Texte source –
Les classiques effacent leur vérité sitôt achevées, à la manière d’une ardoise magique, si bien qu’il est possible de retrouver des situations totalement inverses dans une semaine sur Paris-Roubaix, pour la revanche. Un Sagan flamboyant, une écurie Deceuninck-Quick Step rugissante… Le classement inattendu du Tour des Flandres pourrait être ainsi une affaire d'opportunités et d'opportunistes. A moins qu'il ne fasse émerger des coureurs de grande valeur.

Bettiol, origines populaires et laborieuses

Alberto Bettiol est ainsi l'homme «qui monte» dans le registre des courses d'un jour. Classé deuxième de la Bretagne Classic (ex-Grand prix de Plouay) et quatrième du Grand prix de Québec en 2016, le Toscan s'est révélé saignant en ce début de saison. A Milan-San Remo, il était ainsi le premier à porter l'offensive dans l'ascension du Poggio, le juge de paix, déclarant mi-fier, mi-désolé qu'il avait «débranché le cerveau». La semaine passée, ce féru d'aéronautique, qui se voyait devenir pilote d'avion, prenait la quatrième place du «mini-Tour des Flandres», le Grand prix E3. La consécration a eu lieu dimanche sur l'événement de ses rêves : «Autant je me fiche de courir Paris-Roubaix, qui m'a l'air trop dangereux, autant j'adore le Tour des Flandres, l'université du cyclisme, une course unique au monde pour le parcours et l'atmosphère de grande fête populaire», déclarait-il au site Tuttobiciweb fin 2017.

Athlète scrupuleux, garçon farceur, il racontait voilà trois ans le récit de sa famille, modeste, laborieuse, dans la lignée des grands coureurs rugueux qui ont fait l'histoire du Tour des Flandres : «Mon père rentre de l'usine tard le soir. Ma mère est au chômage. Je me considère chanceux de faire un bon travail bien payé. Quand je me plains parce que je dois faire une heure d'entraînement en plus, mon père me ramène sur Terre, me rappelant que chaque jour, il transpire au moins huit heures, sans compter les heures supplémentaires, entre la poussière et la saleté, pendant que je suis à la maison à faire ce que j'aime le plus au monde.»

Travail demandé –
**1.** Actualisez le texte sur le Tour des Flandres entre « Les classiques effacent » et « de grande valeur. », inclus, en remplaçant « Sagan » par « Van Aert ».
**2.** D'après le texte sur le Tour des Flandres, quel métier Alberto Bettiol se voyait-il exercer ?

Entrées extraites –
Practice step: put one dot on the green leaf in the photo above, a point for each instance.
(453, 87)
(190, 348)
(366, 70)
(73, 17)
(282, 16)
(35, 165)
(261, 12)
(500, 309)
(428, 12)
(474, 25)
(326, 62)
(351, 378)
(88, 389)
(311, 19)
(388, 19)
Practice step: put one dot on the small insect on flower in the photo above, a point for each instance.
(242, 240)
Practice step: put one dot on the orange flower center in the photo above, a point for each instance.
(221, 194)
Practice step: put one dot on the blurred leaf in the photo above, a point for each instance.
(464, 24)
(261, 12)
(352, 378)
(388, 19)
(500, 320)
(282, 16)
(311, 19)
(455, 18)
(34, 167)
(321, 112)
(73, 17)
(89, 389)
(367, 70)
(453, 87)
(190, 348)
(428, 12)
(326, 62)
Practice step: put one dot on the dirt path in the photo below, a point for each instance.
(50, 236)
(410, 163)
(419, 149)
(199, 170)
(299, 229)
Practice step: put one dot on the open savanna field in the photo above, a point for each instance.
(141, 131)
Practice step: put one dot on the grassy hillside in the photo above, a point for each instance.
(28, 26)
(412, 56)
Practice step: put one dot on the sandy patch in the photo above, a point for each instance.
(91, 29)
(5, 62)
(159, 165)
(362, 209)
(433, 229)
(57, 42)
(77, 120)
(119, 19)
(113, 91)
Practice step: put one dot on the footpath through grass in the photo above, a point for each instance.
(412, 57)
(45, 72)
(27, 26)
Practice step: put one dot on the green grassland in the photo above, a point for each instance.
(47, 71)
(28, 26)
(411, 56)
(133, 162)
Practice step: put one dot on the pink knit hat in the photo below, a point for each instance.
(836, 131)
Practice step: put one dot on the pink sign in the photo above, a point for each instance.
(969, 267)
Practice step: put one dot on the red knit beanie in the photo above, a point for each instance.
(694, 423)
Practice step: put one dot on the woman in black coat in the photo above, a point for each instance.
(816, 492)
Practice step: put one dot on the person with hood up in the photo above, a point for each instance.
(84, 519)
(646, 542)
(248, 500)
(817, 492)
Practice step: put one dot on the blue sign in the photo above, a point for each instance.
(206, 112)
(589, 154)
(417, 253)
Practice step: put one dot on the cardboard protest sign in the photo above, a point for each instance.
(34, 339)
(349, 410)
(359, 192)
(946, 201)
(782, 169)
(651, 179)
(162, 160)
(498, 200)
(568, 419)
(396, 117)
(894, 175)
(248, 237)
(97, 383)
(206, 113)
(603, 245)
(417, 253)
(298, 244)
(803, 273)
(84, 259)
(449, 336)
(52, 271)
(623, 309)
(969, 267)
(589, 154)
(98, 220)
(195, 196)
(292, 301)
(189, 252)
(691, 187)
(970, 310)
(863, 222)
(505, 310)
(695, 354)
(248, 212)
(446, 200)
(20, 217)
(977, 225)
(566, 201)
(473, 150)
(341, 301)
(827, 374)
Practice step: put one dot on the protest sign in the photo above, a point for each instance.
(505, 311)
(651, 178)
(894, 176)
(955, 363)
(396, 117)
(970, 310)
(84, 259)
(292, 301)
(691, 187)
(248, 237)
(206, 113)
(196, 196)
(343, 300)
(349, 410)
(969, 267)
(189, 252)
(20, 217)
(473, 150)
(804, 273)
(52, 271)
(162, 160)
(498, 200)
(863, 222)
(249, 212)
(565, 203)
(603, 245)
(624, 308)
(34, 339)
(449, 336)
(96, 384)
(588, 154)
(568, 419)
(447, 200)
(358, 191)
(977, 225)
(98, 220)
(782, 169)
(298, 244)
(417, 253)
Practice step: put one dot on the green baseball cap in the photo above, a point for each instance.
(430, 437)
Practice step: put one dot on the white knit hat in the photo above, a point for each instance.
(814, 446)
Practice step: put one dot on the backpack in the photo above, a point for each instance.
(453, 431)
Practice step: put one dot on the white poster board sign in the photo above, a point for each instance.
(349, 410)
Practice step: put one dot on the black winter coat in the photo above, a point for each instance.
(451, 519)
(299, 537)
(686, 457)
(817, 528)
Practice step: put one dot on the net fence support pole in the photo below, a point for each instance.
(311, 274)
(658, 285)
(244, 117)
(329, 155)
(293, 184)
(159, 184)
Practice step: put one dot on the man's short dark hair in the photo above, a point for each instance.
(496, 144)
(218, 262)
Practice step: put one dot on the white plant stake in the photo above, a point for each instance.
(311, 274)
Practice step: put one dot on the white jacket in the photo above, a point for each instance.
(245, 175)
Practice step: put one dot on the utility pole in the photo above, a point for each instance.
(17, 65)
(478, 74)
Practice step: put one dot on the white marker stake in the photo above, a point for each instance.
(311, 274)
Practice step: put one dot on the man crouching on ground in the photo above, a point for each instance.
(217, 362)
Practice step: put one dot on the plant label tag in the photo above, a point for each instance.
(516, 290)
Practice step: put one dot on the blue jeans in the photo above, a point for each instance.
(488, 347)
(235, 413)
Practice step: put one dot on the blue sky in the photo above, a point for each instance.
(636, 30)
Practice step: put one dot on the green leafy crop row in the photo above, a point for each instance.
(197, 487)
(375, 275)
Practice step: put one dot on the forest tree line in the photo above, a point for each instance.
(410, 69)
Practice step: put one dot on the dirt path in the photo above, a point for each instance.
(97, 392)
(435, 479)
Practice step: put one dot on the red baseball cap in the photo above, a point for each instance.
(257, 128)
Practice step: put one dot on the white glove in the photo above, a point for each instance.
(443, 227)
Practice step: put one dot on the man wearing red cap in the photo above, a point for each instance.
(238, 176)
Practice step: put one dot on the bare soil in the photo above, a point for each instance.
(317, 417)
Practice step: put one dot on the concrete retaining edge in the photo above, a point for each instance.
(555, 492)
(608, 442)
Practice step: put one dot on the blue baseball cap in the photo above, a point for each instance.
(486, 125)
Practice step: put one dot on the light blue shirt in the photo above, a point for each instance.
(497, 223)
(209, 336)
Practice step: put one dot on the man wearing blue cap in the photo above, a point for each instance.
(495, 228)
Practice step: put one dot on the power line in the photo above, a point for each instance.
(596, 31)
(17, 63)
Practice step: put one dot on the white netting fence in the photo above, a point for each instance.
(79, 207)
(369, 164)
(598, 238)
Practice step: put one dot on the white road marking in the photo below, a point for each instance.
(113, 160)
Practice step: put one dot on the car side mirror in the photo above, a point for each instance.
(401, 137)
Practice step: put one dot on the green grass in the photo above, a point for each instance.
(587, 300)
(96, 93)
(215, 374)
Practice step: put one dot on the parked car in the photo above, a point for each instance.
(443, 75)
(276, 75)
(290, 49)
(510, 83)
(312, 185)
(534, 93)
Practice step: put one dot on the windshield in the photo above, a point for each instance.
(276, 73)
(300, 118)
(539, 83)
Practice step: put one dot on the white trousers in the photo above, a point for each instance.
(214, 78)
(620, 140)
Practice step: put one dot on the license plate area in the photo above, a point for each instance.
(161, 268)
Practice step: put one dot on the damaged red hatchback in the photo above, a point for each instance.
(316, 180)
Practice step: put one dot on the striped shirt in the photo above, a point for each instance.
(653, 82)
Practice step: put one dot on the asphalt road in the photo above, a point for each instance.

Réponses attendues –
**1.**
Les classiques effacent leur vérité sitôt achevées, à la manière d’une ardoise magique, si bien qu’il est possible de retrouver des situations totalement inverses dans une semaine sur Paris-Roubaix, pour la revanche. Un Van Aert flamboyant, une écurie Deceuninck-Quick Step rugissante… Le classement inattendu du Tour des Flandres pourrait être ainsi une affaire d'opportunités et d'opportunistes. A moins qu'il ne fasse émerger des coureurs de grande valeur.

**2.** Pilote d'avion.